[Pointing dataset excerpts]
........
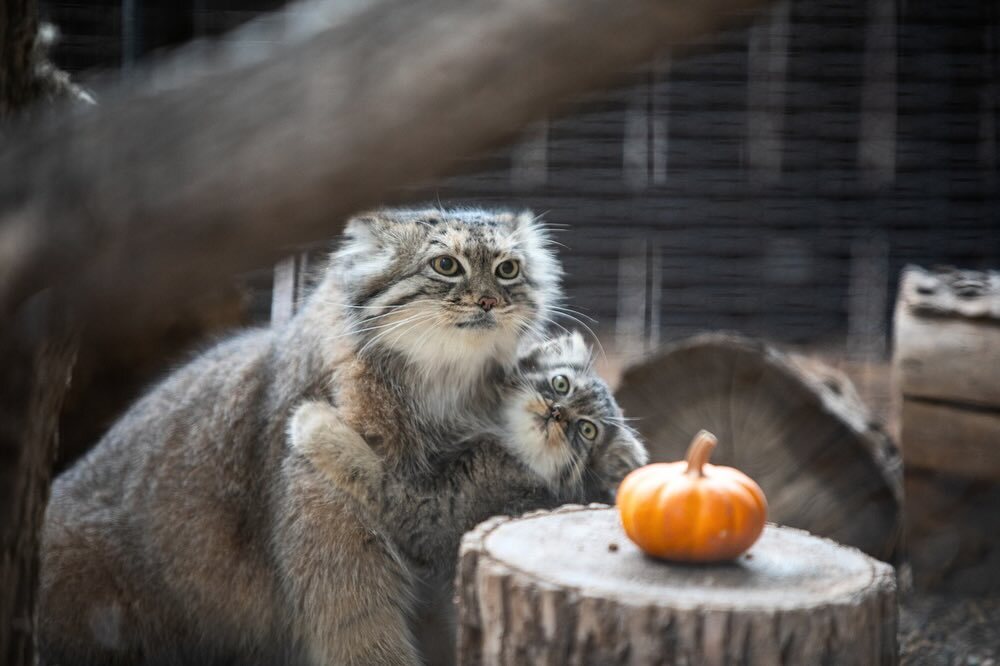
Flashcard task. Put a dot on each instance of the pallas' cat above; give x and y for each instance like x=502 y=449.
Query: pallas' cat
x=192 y=533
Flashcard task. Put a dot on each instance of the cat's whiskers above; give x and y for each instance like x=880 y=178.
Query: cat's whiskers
x=392 y=327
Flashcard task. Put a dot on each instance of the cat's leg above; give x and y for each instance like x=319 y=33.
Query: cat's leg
x=336 y=450
x=349 y=593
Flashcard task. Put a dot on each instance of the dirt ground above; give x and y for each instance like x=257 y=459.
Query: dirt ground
x=940 y=629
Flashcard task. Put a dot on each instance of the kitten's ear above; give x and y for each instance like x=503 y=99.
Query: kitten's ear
x=568 y=349
x=575 y=350
x=366 y=230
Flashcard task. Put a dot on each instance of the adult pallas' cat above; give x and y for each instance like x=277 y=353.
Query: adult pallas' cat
x=193 y=534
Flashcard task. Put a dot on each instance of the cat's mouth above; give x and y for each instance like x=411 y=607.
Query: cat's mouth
x=480 y=320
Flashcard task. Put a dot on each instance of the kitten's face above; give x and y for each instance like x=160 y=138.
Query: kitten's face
x=562 y=419
x=447 y=288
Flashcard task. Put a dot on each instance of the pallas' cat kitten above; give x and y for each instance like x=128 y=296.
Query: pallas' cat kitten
x=193 y=534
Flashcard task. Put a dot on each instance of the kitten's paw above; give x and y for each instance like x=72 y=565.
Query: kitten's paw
x=314 y=420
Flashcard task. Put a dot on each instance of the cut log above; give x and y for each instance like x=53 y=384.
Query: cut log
x=946 y=352
x=950 y=438
x=951 y=534
x=947 y=336
x=794 y=425
x=568 y=587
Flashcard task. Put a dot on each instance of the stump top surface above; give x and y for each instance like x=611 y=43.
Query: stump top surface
x=588 y=550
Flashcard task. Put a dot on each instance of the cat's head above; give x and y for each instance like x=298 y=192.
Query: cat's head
x=562 y=420
x=446 y=288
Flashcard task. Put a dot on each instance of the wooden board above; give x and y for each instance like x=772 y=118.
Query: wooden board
x=951 y=532
x=793 y=424
x=951 y=439
x=568 y=587
x=947 y=336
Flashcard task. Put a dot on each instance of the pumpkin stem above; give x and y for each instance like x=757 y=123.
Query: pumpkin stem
x=700 y=451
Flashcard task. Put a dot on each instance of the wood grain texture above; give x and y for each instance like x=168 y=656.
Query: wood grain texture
x=794 y=425
x=951 y=534
x=947 y=336
x=951 y=439
x=568 y=587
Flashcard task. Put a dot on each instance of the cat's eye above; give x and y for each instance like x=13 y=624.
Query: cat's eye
x=508 y=270
x=445 y=265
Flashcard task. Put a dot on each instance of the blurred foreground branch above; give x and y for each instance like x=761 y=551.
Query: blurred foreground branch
x=220 y=157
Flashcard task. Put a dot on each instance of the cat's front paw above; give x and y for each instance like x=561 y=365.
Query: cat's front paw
x=312 y=420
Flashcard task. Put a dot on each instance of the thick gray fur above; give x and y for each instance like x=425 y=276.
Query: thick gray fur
x=192 y=534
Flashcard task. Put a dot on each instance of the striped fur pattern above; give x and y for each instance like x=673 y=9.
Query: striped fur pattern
x=192 y=533
x=562 y=420
x=395 y=303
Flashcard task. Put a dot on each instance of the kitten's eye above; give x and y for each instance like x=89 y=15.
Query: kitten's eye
x=508 y=270
x=587 y=429
x=445 y=265
x=560 y=384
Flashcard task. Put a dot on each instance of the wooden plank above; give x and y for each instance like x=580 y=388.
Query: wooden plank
x=950 y=532
x=951 y=439
x=947 y=334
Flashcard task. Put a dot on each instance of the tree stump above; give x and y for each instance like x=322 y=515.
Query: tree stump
x=568 y=587
x=796 y=426
x=947 y=350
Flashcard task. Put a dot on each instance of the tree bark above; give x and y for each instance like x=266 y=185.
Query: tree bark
x=222 y=157
x=37 y=368
x=568 y=587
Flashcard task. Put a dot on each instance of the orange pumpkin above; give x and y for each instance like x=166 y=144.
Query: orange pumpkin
x=692 y=511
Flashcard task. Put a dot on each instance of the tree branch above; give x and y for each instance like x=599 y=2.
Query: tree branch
x=221 y=157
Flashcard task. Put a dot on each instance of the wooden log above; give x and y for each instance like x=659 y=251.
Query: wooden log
x=947 y=336
x=793 y=424
x=37 y=368
x=950 y=438
x=951 y=534
x=568 y=587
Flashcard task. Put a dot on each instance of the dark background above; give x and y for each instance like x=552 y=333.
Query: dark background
x=775 y=182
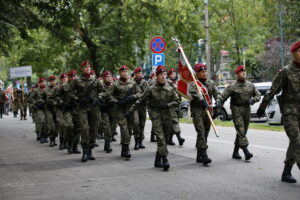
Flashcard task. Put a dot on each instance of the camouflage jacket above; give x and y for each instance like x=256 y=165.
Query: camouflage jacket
x=241 y=93
x=212 y=92
x=120 y=90
x=287 y=81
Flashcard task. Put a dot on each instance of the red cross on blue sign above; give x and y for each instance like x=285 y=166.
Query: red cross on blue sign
x=158 y=44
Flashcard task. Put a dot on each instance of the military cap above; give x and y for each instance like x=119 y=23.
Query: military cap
x=199 y=67
x=240 y=69
x=295 y=47
x=123 y=67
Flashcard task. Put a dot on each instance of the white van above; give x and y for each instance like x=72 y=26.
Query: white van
x=262 y=87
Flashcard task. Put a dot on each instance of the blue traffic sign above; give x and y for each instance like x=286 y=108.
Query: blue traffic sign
x=158 y=59
x=158 y=45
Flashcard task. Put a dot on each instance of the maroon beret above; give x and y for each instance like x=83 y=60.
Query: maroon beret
x=42 y=79
x=295 y=47
x=123 y=67
x=240 y=69
x=72 y=72
x=63 y=75
x=138 y=69
x=160 y=69
x=199 y=67
x=85 y=63
x=106 y=73
x=171 y=71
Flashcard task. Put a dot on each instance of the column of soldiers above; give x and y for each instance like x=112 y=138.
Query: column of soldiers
x=76 y=106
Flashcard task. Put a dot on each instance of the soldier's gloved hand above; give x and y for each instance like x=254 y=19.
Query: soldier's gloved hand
x=219 y=104
x=203 y=104
x=252 y=101
x=260 y=112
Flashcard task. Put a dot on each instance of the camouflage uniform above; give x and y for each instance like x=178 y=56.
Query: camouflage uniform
x=86 y=91
x=140 y=116
x=288 y=82
x=241 y=94
x=2 y=102
x=123 y=94
x=200 y=118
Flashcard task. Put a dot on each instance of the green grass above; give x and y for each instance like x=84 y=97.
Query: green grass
x=258 y=126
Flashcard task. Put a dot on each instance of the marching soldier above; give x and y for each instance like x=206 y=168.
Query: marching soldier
x=287 y=81
x=175 y=111
x=123 y=94
x=198 y=110
x=160 y=97
x=107 y=111
x=86 y=90
x=141 y=110
x=243 y=94
x=50 y=111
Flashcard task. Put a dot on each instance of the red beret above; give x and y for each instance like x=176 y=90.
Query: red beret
x=295 y=47
x=51 y=78
x=72 y=72
x=199 y=67
x=63 y=75
x=106 y=73
x=42 y=79
x=160 y=69
x=123 y=67
x=240 y=69
x=171 y=71
x=138 y=69
x=84 y=63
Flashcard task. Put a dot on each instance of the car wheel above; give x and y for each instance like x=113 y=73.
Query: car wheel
x=183 y=113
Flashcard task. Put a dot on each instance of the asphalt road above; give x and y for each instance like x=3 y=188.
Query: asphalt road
x=29 y=170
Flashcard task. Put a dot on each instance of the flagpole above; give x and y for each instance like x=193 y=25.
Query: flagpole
x=195 y=81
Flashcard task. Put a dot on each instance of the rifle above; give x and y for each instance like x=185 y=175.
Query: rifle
x=195 y=81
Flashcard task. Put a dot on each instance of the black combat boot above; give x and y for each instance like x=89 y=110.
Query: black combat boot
x=107 y=146
x=171 y=142
x=180 y=139
x=75 y=149
x=236 y=154
x=90 y=154
x=84 y=155
x=136 y=145
x=70 y=150
x=158 y=161
x=287 y=174
x=61 y=140
x=199 y=158
x=248 y=155
x=165 y=163
x=206 y=159
x=153 y=139
x=126 y=152
x=141 y=145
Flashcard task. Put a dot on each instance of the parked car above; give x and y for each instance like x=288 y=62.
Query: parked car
x=226 y=114
x=274 y=116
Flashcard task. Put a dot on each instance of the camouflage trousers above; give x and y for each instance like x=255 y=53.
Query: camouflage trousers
x=50 y=121
x=162 y=126
x=88 y=119
x=122 y=118
x=202 y=126
x=241 y=120
x=107 y=125
x=40 y=123
x=71 y=130
x=292 y=128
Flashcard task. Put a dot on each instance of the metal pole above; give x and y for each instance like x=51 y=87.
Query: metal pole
x=207 y=44
x=281 y=35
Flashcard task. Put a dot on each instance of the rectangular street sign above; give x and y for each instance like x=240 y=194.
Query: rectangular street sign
x=18 y=72
x=158 y=59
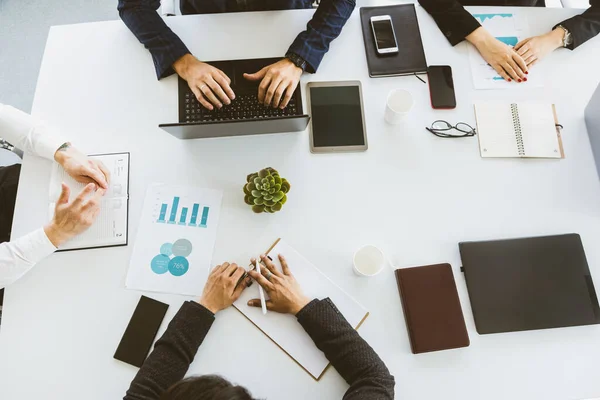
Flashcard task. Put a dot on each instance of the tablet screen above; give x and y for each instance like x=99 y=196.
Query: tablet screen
x=336 y=116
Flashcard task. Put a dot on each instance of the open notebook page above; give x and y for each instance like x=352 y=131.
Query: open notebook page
x=110 y=228
x=496 y=130
x=539 y=130
x=284 y=329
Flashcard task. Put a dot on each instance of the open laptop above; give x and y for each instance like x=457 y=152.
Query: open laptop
x=244 y=116
x=592 y=120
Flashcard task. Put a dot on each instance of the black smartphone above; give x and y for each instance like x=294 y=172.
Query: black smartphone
x=141 y=331
x=441 y=87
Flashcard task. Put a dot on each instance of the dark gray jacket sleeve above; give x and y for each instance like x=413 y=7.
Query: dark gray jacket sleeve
x=173 y=353
x=349 y=354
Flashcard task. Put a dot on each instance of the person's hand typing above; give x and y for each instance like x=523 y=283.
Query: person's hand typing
x=222 y=289
x=285 y=294
x=73 y=217
x=500 y=56
x=82 y=168
x=210 y=85
x=535 y=48
x=278 y=82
........
> [What you should do]: Above are the records; copy exactly the lines from the one with "like x=352 y=131." through the final line.

> [Result below]:
Flashcard task. Put a dot on each instance of the open notebook page above; give x and y for each instance like x=352 y=131.
Query: open notebook page
x=110 y=228
x=496 y=130
x=539 y=130
x=284 y=329
Flashcard task. Put a dot on each instance of the open laptop above; give x and y for each instance like x=457 y=152.
Query: open laptop
x=244 y=116
x=592 y=120
Flashcard task. Put a dot on each instance of the black smartphone above; give x and y for each instance like x=294 y=172.
Query: black smartphone
x=141 y=331
x=441 y=87
Flashcard task. Put a dot on each instance of the dark gray jacket sleeve above; give x and y for each instance like x=413 y=7.
Query: dark gray jacket sleeve
x=173 y=353
x=349 y=354
Flashcard task. Put a dot on each instance of the person's hand typing above; give x and y for each instance like x=523 y=283.
Query: person's hand typing
x=222 y=289
x=285 y=294
x=73 y=217
x=500 y=56
x=82 y=168
x=210 y=85
x=535 y=48
x=278 y=82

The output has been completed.